107. Telegram From the Embassy in the Dominican Republic to the Department of State1

2406. From Bunker. Ref Embtel 2405.2 Following are additional comments on points raised Deptel 1427.3 Numbers correspond to paragraphs in that tel.

1.

Question of target date for elections covered in our reftel. We have not reached firm conclusion on best method of handling constitutional issue within electoral framework. Separate elections for Constituent Assembly prior to general elections do not, however, appear desirable under existing circumstances. Interim government is likely to be weak and assembly might well provide focus for agitation against it. Confusion as to where ultimate authority lay would also arise. If vote for Assembly did not indicate clear national consensus, country could again become caught up in bitter constitutional controversy without any better prospect of a final decision than we now have.

Other possibilities are: a. the 1962 formula of convoking Congress as a National Assembly after elections but prior to presidential inauguration; b. holding separate Assembly elections under the “institutional act” after inauguration of an elected govt; c. allowing the elected Congress to resolve the problem as it saw fit. As in 1962 (a) appears simplest and cleanest but (b) or (c) might represent wiser approach now.

2.
Fully agree that political solution urgently needed to prevent further economic deterioration and to avert emergence here of strong nationalistic sentiments hostile to US and OAS. As Dept will readily appreciate, however, establishment of new interim govt will not of itself solve these problems. They will persist as long as rebels keep city of Santo Domingo divided and country as a whole on edge of political turmoil. Caamano and company have made it abundantly clear that they are no more prepared to accept “middle way” or “third-force” regime of type proposed by various civic groups than they were to accept Imbert. Time and internal dissensions may well be eroding their support but I believe it essential to assist this process by offering “constitutionalists” and their sympathizers the real alternative of elections [Page 270] to continuing the struggle. As explained reftel, firm commitment to elections represents best hope in this regard.
3.
Names you suggest are on our lists, along with numerous others. Believe generally acceptable people will prove available once it apparent OAS and US have decided back specific solution based on elections.
4.
Believe technical and economic support for interim government should be provided by and through OAS to maximum extent possible. Both PAU technical assistance program and CIAP facilities should prove useful this connection.
5.
In essence constitutional issue is largely symbolic and not fundamentally concerned with specific provisions of 1963 Constitution or any other. (Guzman privately told Shlaudeman yesterday: “You could pick any constitution, call it the Constitution of 1963 and it would be acceptable.”) It has been converted by rebel propaganda into a “mystique” which in minds Caamano followers really means economic and social justice. I do not believe it advantageous, as Dept suggests, to accept that 1962 constitution is still in effect. I believe preferable to adopt attitude that constitutional issue remains to be resolved by the people in a free vote.

■ **TASK OBJECTIVE**: For each statement, say yes or no to whether the telegram supports it, and quote the words that decide it. 1. Separate Constituent Assembly elections held before the general elections seem desirable. 2. Technical and economic support for the interim government should go through the OAS as much as possible. 3. The 1962 constitution should be accepted as still in effect, as the Department suggests. The data below comes from a separate source and has no connection to the telegram.

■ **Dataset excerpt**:

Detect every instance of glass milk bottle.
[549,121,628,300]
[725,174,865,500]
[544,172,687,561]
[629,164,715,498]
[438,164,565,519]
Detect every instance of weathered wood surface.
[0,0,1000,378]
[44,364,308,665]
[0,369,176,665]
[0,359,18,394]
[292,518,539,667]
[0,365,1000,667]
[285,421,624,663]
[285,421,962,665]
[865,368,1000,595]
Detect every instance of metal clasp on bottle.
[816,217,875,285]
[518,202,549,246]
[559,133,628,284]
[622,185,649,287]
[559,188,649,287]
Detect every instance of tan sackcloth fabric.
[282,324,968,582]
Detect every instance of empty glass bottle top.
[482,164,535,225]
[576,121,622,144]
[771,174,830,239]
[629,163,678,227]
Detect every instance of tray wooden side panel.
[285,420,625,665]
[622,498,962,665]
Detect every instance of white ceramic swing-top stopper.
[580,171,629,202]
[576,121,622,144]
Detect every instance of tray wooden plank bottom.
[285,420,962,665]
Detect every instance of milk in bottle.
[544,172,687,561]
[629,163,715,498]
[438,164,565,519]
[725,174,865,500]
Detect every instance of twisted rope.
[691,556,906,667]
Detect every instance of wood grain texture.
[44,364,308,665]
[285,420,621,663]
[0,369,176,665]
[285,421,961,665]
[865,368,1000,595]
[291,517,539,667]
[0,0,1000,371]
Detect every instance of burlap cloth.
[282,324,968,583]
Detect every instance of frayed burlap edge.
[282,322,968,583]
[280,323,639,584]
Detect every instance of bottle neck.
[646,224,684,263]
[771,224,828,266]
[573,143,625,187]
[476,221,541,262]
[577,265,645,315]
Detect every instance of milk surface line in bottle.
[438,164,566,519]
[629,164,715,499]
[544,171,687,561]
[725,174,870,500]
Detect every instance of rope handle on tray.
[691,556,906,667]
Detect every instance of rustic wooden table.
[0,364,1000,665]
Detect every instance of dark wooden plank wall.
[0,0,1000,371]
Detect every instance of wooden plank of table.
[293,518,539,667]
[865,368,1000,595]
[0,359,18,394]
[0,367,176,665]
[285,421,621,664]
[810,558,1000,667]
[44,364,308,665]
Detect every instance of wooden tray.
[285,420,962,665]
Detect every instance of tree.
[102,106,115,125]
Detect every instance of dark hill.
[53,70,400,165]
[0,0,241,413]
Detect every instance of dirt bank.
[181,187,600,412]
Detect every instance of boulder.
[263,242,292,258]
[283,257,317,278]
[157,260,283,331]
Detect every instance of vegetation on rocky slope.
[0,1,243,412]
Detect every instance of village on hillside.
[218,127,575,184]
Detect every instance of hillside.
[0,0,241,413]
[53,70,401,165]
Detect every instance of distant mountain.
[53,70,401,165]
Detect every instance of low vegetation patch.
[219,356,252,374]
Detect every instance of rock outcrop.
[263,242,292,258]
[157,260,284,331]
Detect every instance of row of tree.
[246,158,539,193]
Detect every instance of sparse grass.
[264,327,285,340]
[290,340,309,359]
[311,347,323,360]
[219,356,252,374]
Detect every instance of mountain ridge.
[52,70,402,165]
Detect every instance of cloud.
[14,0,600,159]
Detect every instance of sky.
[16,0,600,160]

■ **RESULT OF THE EXERCISE**:
1. No: "Separate elections for Constituent Assembly prior to general elections do not, however, appear desirable under existing circumstances."
2. Yes: "Believe technical and economic support for interim government should be provided by and through OAS to maximum extent possible."
3. No: "I do not believe it advantageous, as Dept suggests, to accept that 1962 constitution is still in effect."